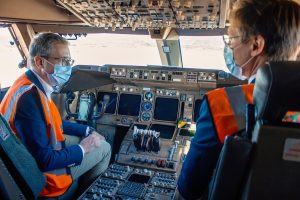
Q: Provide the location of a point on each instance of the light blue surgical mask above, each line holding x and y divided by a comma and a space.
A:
60, 75
231, 65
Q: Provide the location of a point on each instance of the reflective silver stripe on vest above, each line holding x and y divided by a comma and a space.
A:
8, 112
57, 145
14, 100
237, 100
54, 143
58, 172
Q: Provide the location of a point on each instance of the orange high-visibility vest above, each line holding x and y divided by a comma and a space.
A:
228, 108
58, 181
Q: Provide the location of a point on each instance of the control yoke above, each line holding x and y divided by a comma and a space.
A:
146, 140
87, 109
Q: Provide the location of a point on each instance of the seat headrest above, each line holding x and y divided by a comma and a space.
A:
277, 90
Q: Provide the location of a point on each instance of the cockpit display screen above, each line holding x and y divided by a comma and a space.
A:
112, 103
129, 104
166, 131
166, 109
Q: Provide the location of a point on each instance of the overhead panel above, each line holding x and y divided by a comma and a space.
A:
149, 14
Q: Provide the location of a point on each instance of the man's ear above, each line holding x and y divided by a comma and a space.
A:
38, 61
258, 45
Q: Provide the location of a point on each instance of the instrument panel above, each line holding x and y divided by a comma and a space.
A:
160, 106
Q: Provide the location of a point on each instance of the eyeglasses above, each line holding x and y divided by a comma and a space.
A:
63, 60
227, 39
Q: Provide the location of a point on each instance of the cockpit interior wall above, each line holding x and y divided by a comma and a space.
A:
148, 118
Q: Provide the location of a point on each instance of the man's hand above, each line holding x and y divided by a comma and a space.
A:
91, 142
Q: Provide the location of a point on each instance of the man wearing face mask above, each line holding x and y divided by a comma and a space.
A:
63, 150
260, 31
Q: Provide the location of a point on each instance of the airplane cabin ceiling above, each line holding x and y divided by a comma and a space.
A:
150, 14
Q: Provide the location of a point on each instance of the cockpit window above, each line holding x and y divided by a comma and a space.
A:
9, 59
123, 49
203, 52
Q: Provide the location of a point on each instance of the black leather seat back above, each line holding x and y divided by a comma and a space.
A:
19, 163
275, 167
277, 90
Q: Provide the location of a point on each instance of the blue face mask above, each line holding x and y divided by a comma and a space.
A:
231, 65
60, 75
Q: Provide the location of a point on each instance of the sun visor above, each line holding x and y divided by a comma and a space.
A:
86, 77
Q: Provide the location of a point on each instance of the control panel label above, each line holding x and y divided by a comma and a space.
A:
291, 151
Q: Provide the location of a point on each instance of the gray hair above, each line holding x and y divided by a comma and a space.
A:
278, 21
42, 44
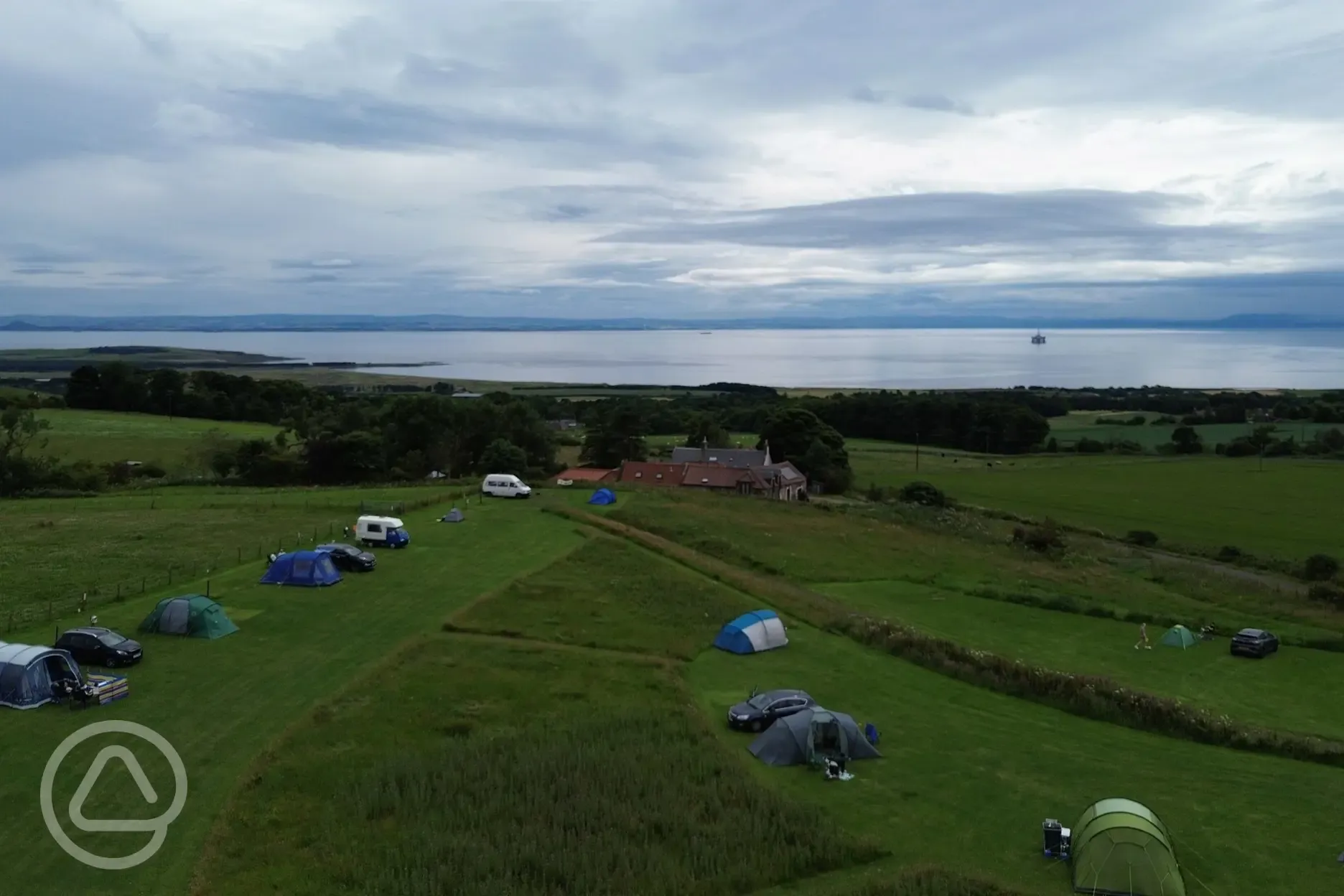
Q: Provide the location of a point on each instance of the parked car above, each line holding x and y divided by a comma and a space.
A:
760, 711
94, 646
347, 556
1254, 643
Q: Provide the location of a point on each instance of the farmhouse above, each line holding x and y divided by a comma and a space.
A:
585, 475
778, 481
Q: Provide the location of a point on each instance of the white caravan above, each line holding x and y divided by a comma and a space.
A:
386, 531
505, 485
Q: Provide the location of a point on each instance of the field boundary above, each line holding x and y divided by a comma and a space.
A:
1097, 698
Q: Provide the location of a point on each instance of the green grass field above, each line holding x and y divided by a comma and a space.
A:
1106, 427
61, 549
1206, 675
957, 758
1288, 510
108, 437
222, 703
522, 704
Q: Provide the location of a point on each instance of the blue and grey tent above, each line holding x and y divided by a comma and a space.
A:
752, 633
305, 569
29, 675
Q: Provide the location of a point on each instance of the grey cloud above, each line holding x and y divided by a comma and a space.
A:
1098, 223
937, 103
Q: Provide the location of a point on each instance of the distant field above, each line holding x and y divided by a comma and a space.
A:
106, 437
1205, 675
1288, 510
1080, 425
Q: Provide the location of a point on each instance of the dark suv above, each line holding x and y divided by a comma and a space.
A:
760, 711
93, 646
1254, 643
347, 556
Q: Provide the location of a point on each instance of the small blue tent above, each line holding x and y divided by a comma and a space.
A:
752, 633
29, 676
305, 569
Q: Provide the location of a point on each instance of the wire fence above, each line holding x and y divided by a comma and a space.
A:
21, 615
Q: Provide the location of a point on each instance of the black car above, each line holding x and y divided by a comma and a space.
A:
347, 556
1254, 643
760, 711
95, 646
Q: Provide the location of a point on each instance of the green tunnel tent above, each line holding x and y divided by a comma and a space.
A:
1179, 637
192, 615
1120, 848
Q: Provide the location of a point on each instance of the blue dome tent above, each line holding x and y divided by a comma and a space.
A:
752, 633
305, 569
29, 675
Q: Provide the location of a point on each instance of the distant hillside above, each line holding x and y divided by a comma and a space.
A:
365, 322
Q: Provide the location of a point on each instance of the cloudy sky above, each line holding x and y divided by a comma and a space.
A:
672, 157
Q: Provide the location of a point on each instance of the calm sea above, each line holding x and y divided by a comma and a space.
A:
841, 359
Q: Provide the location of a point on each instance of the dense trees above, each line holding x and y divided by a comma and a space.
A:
800, 437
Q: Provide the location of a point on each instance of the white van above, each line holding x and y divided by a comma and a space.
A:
388, 531
505, 485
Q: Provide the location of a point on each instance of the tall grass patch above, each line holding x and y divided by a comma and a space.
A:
480, 766
609, 594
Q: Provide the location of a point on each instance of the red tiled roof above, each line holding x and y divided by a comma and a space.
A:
587, 475
650, 473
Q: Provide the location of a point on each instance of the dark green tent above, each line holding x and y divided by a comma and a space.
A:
1179, 637
194, 615
1120, 848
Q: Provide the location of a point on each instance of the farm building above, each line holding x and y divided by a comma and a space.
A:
585, 475
778, 481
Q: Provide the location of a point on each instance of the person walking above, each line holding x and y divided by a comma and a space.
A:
1143, 637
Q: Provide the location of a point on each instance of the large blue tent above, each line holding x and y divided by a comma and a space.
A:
305, 569
752, 633
29, 675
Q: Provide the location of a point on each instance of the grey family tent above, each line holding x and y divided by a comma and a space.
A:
752, 633
1179, 637
808, 737
1120, 848
30, 675
192, 615
304, 569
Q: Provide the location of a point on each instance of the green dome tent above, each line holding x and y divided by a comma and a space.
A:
194, 615
1123, 849
1179, 637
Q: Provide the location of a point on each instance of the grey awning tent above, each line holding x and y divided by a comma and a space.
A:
806, 737
30, 675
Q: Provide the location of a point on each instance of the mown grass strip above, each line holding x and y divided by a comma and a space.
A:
1089, 696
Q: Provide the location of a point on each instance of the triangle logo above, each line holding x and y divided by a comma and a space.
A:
90, 778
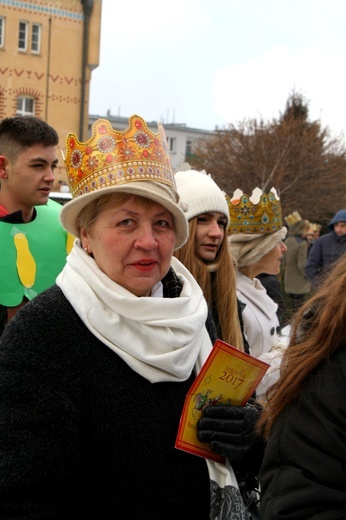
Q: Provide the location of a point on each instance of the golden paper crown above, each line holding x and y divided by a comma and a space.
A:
315, 227
111, 157
293, 218
258, 214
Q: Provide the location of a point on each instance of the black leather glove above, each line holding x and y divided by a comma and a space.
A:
230, 431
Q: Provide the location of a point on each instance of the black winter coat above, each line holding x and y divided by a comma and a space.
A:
83, 436
303, 475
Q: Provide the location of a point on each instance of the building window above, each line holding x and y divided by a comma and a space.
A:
36, 38
172, 144
23, 36
25, 106
2, 32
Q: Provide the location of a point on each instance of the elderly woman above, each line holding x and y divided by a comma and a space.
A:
94, 372
256, 242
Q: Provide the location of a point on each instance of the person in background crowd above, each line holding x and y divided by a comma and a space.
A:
206, 255
272, 285
313, 234
95, 370
296, 284
304, 423
327, 248
30, 231
257, 245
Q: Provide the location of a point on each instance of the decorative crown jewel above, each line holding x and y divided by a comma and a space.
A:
315, 227
258, 214
112, 157
293, 218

• SET PROBLEM
Rewrite all of the data above with each "divided by a comma and a space" swapped for "separated by a comma and a space", leaving everything else unchanged. Omit the pictures.

• REPLY TO THE EXERCISE
Q: Provide the location of a point on each instance of the light blue surgical mask above, each line holding x and y separated by a comma and a space.
A:
60, 75
231, 65
Q: Provide the location of a point on each instance of the reflective silver stripe on vest above, each line holding x and y separated by a comma and a space.
A:
8, 112
57, 145
14, 100
237, 100
54, 143
58, 172
Q: Provide the location of a point on each instance of the orange high-visibility vest above, each line holding x and y separated by a comma and a space.
A:
228, 108
58, 181
Q: Provide the location of a point on each instance of the control yoke above, each line holding x and y separated by a comma and a space.
A:
146, 140
87, 109
Q: Provide the location of a point on each instance of the seat headrest above, each line holding x and y separated by a comma and a space.
A:
277, 90
Q: Provide the location of a point on each instance of the cockpit display screen above, each line holding x and y separated by a comma and a space.
A:
112, 103
129, 104
166, 131
166, 109
Q: Provide the location of a point on each instance of the overhead panel above, each line holding x and y separated by a comma and a space.
A:
149, 14
Q: Provide the location of a point on each instance of the man's ear above, each line holding x and y separated by a comma and a space.
A:
38, 61
258, 45
Q: Provide the location of a point on each instance of the instrument panel above, each line holding x and y separated by a comma and a space.
A:
160, 106
Q: Provide the location of a point on each instance of the eyeglasses above, each line holding x and y separated by a comma and a space.
A:
63, 60
227, 39
Q: Provide the location of a point on each instance of the cockpit interior wall above, each line holding x and y separated by a comma and a space.
A:
148, 118
Q: Provide the location of a point on each instance of the man's hand above, each line holding x and y separated by a comma and a space.
A:
91, 142
Q: Provide the location of a point on each instance of the man wearing face mask above, each line holding x and y separated by a comma and a space.
A:
63, 150
260, 31
Q: Provide the location of a point on each instance of the airplane cabin ceiling above, each line holding x and y separated by a comma and a space.
A:
150, 14
Q: Provide the location of a point on each instance of the cockpit window above, each line holding x and y separated by a comma and a space.
A:
9, 59
123, 49
203, 52
Q: Provide the location of a point on each instance of the black leather seat back above, each line holding x and y separated by a comma and a space.
A:
19, 163
275, 167
277, 90
Q: Provide the location of a point on each instance of the blue face mask above, each line holding x and y separated by a comma and a space.
A:
231, 65
60, 75
Q: Provide the location of a point on each instance of the sun visor above, each line holding x and y separated by a comma and a space.
A:
86, 77
Q: Provide the location of a point on each instance of the control panel label above, each line holding x and y separated by a comma and a space.
A:
291, 151
Q: Provide the location of a point on each instance of the gray hair above, each line holding x and y separated by a comma and a space.
A:
278, 21
42, 44
Q: Provide the location of a point on each instance of the parked car above, each line holding x and y separated by a comma and a space.
A:
760, 711
94, 646
347, 556
1254, 643
Q: Provide the location of a point on each instance of the farmhouse above, each line holding x and y separated by a comma and a space.
A:
585, 475
778, 481
Q: Provide the location of a point on each instance of the white caravan above, each line holding x and y separated by a comma and a space.
A:
386, 531
505, 485
Q: Provide the location of a point on each instance of the field boundary above, each line holding x and y separated by a comma and a space.
A:
1097, 698
Q: Provide the location of a point on each instance of the green grass field above, each line holding x and y separated by a comma and a space.
A:
1106, 427
61, 549
1206, 675
957, 758
1288, 510
108, 437
222, 703
522, 704
Q: Provide the location of a point on each instance of the blue and grey tent above, each line holding x and y separated by a comma and a space.
A:
752, 633
305, 569
29, 675
Q: Provide the location of a point on each instance of the grey cloud above, each line holding x and y separated by a comma and a space.
A:
1098, 223
937, 103
Q: Provide the location of a point on each instance of the distant field above, each line holding x and y separated by a comma and a space.
A:
106, 437
1205, 675
1288, 510
1080, 425
Q: Provide the location of a point on each instance of the dark suv above, each line holding x and y separated by a comma and a space.
A:
760, 711
93, 646
1254, 643
347, 556
Q: Provide the location of a point on each instance of the small blue tent above, each line holding x and y separated by a comma and a space.
A:
752, 633
29, 676
305, 569
Q: Provide the location of a point on each instance of the wire fence above, each line holding x and y separated by a comma and a space.
A:
21, 615
Q: Provide the location of a point on each instance of the black car above, each line holding x and y separated by a comma and a space.
A:
347, 556
1254, 643
760, 711
95, 646
Q: Provide the location of a point on each instance of the green tunnel tent above, each line holding x and y separated by a comma and a space.
A:
1179, 637
192, 615
1120, 848
Q: Provide the location of a point on each instance of the blue dome tent above, each line holding x and y separated by a comma and a space.
A:
752, 633
305, 569
29, 675
Q: Provide the location of a point on each instance of the distant hillside above, each line holding x and y separated by a comma and a space.
A:
365, 322
Q: Provide the location of a point on each instance of the cloudy sky above, each line holding x and y separated by a comma and a space.
A:
672, 157
Q: Provide the location of a point on each instance of the calm sea above, each line holding x and y separated by a comma and a space.
A:
841, 359
Q: Provide the location of a point on each instance of the dense trees above, each line holding x and y separated by a comma and a space.
A:
800, 437
Q: Provide the location of a point on each instance of the white van above, each line holding x and y separated by a comma and a space.
A:
388, 531
505, 485
Q: Provide the location of a point on each instance of the tall grass patch above, each line holding x and y separated by a comma and a space.
A:
480, 766
609, 594
Q: Provide the location of a point on each instance of the red tiled roof above, each line holding x and y separated by a comma and a space.
A:
587, 475
650, 473
Q: Provide the location of a point on each instance of the dark green tent above, each line holding x and y separated by a comma and a space.
A:
1179, 637
194, 615
1120, 848
Q: Provide the location of a point on each instance of the farm building above, each line holding x and y separated by a comma and a space.
A:
585, 475
778, 481
Q: Provide the location of a point on each instance of the person walking above, each line holding x and y separated by a comma and a space.
A:
1143, 637
Q: Provide the location of a point on each instance of the large blue tent above, each line holding x and y separated by a comma and a space.
A:
305, 569
752, 633
29, 675
Q: Provide the location of a point on each instance of the grey family tent above, each line holding x and y separated by a comma and a space.
A:
752, 633
1179, 637
808, 737
1120, 848
30, 675
192, 615
304, 569
Q: Provide the location of a point on each instance of the green dome tent above, each line holding x and y separated by a comma and a space.
A:
194, 615
1123, 849
1179, 637
Q: Provide the location of a point on each instance of the grey awning tent above, each line holding x and y separated by a comma and a space.
A:
806, 737
30, 675
Q: Provide the location of a point on each instance of the mown grass strip above, each line holding x and y separated by a comma and a space.
A:
1089, 696
Q: Provide the location of a point on each instance of the triangle logo above, each line holding x and y separated by a comma and a space.
A:
90, 778
Q: Provide the location of a point on each instance of the golden paper crown above, each line holding x and y separated by a comma and a space.
A:
315, 227
111, 157
293, 218
258, 214
Q: Provide the location of a point on each instance of the black leather glove above, each line holding x and y separated by a comma and a space.
A:
230, 431
Q: Provide the location of a point on each instance of the black winter coat above, each line holding x and y separated by a comma and a space.
A:
83, 436
303, 475
Q: Provide the location of a point on each instance of the building window above, each line holding x and y separated by a comma and a space.
A:
36, 38
172, 144
23, 36
25, 106
2, 32
Q: Provide the location of a point on each instance of the elderly woman above, each line holding x and y separated by a comma and a space.
A:
94, 372
256, 242
Q: Provide the location of a point on each instance of the person in background crowd above, each line holding x and y separated by a comma and a space.
A:
206, 255
272, 285
313, 234
95, 370
296, 284
304, 423
327, 248
30, 231
257, 245
Q: Provide the location of a point on each instance of the decorative crown jewel above, each line holding x and y separated by a comma and a space.
A:
315, 227
258, 214
112, 157
293, 218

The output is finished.